-- 引文 --
在第十二届中国科协年会重点学术活动之一“科学探索与技术创新的生态环境”论坛上,十多位专家学者发表见解,对我国科学技术事业发展的生态环境建设提出意见建议——
 
第十二届中国科协年会重点学术活动之一“科学探索与技术创新的生态环境”论坛,于中国科协年会开幕的第二天——11月2日,在福建省福州市举行。该论坛由中国科协常委、中国科协科技与人文专门委员会主任张开逊主持。十多位专家学者在论坛上发表见解,对我国科学技术事业发展的生态环境建设提出意见建议。他们是:全国人大常委、中国科协常委、中科院党组副书记方新,中国科协原副主席徐善衍,全国人大常委、中国科协常委、全国劳动模范许振超,中国科协常委、河北农林科学研究院副院长王海波,中科院院士、中科院理论物理研究所研究员欧阳钟灿,中科院院士、清华大学教授陈难先,中科院院士、中科院地质与地球物理研究所研究员刘嘉麒,中科院院士、浙江大学教授张泽,中科院研究生院教授李醒民,杭州自动化技术研究院院长徐赤,深圳市科协主席周路明。
 
欧阳钟灿:从“费马大定理”终结看科研远离“闹市”
 
17世纪,法国数学家费马在他读过的《算术》一书的一页边角写下一个猜测,后人称之为“费马大定理”。此后360年间无人将其严密地证出,“费马大定理”成为一道世界级数学难题。
 
1993年,美国普林斯顿大学教授安德鲁·怀尔斯来到英国剑桥大学牛顿研究所作学术报告。他一边演讲一边在黑板上疾笔写下一组组数学公式。后来,怀尔斯放下手中的粉笔宣布:这是他关于“费马大定理”的证明。当时,在讲台下听讲的两名剑桥大学在读研究生,指出怀尔斯的证明之中尚有“漏洞”。一年之后,怀尔斯填补了“漏洞”,最终完成“费马大定理”的严密证明,其论文发表在1995年5月的《数学年刊》上。1998年,怀尔斯荣获被称为数学界诺贝尔奖的“菲尔兹奖特别奖”。
 
怀尔斯对“费马大定理”的终结,取决于普林斯顿大学宽松的科研环境——在研究“费马大定理”近10年的时间里,他很少有论文发表;而他攻读博士学位的剑桥大学则有“诺贝尔奖摇篮”称誉,那里宽松的学术研究环境曾造就70多位诺贝尔奖获得者。
 
构建良好的学术生态环境,远离“闹市”很重要。

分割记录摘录
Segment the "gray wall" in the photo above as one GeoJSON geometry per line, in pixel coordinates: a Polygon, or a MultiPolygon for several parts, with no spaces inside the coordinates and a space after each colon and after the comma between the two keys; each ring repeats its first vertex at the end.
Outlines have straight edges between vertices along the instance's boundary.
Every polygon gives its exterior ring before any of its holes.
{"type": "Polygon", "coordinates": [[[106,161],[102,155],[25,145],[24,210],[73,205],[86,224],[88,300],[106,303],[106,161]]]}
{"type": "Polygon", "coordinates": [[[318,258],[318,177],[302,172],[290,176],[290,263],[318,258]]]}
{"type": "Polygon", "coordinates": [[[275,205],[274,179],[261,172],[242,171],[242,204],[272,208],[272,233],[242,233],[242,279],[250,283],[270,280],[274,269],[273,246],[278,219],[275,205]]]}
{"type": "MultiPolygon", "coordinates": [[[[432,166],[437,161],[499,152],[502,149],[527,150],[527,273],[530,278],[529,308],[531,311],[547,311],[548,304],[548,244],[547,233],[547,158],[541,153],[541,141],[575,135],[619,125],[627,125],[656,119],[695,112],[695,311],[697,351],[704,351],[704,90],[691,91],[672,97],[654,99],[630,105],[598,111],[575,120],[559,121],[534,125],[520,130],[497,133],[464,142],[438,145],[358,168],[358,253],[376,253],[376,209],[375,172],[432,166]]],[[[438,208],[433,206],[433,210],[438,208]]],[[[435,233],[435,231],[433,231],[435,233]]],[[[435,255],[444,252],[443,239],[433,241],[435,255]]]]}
* * *
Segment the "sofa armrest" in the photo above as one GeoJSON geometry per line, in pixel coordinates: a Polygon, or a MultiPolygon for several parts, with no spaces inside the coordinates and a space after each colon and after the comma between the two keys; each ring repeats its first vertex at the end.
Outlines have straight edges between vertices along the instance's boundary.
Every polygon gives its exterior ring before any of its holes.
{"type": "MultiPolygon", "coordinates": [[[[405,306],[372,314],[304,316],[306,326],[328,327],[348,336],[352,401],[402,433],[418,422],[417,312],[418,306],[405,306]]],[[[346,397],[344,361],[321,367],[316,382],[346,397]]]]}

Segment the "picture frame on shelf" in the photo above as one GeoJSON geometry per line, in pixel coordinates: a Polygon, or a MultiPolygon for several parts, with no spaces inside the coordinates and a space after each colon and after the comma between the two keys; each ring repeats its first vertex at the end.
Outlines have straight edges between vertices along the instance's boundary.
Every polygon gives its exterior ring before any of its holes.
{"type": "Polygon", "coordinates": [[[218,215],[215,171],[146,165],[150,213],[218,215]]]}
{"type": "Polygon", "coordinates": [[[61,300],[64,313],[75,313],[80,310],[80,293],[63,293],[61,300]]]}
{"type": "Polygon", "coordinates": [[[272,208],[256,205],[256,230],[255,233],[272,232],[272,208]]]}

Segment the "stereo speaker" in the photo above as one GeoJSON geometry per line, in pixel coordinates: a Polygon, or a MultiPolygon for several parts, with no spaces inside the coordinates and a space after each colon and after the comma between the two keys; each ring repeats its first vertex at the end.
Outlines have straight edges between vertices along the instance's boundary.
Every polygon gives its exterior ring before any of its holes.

-- 题目 1 --
根据引文回答:
(a) “科学探索与技术创新的生态环境”论坛在哪一天、哪座城市举行?
(b) 1993年怀尔斯在哪个机构作了学术报告?
(c) 怀尔斯关于“费马大定理”的论文发表在何时、哪份刊物上?
-- 题目 2 --
请把引文中从“17世纪,法国数学家费马在他”起一直到“造就70多位诺贝尔奖获得者。”为止的全部文字原样重抄一遍。

-- 完整答案 1 --
(a) 11月2日,在福建省福州市举行。
(b) 英国剑桥大学牛顿研究所。
(c) 1995年5月的《数学年刊》。

-- 完整答案 2 --
17世纪,法国数学家费马在他读过的《算术》一书的一页边角写下一个猜测,后人称之为“费马大定理”。此后360年间无人将其严密地证出,“费马大定理”成为一道世界级数学难题。
 
1993年,美国普林斯顿大学教授安德鲁·怀尔斯来到英国剑桥大学牛顿研究所作学术报告。他一边演讲一边在黑板上疾笔写下一组组数学公式。后来,怀尔斯放下手中的粉笔宣布:这是他关于“费马大定理”的证明。当时,在讲台下听讲的两名剑桥大学在读研究生,指出怀尔斯的证明之中尚有“漏洞”。一年之后,怀尔斯填补了“漏洞”,最终完成“费马大定理”的严密证明,其论文发表在1995年5月的《数学年刊》上。1998年,怀尔斯荣获被称为数学界诺贝尔奖的“菲尔兹奖特别奖”。
 
怀尔斯对“费马大定理”的终结,取决于普林斯顿大学宽松的科研环境——在研究“费马大定理”近10年的时间里,他很少有论文发表;而他攻读博士学位的剑桥大学则有“诺贝尔奖摇篮”称誉,那里宽松的学术研究环境曾造就70多位诺贝尔奖获得者。